Stated exercise:
Reproduce each of the records below line for line, with no changes.

Position annotation records:
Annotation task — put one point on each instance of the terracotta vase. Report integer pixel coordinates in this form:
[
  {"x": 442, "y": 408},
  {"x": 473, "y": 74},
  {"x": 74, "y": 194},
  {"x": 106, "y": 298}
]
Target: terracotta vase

Task solution:
Annotation task — put one point on each instance of the terracotta vase. Report integer pixel coordinates in this form:
[
  {"x": 442, "y": 408},
  {"x": 473, "y": 74},
  {"x": 74, "y": 194},
  {"x": 106, "y": 298}
]
Target: terracotta vase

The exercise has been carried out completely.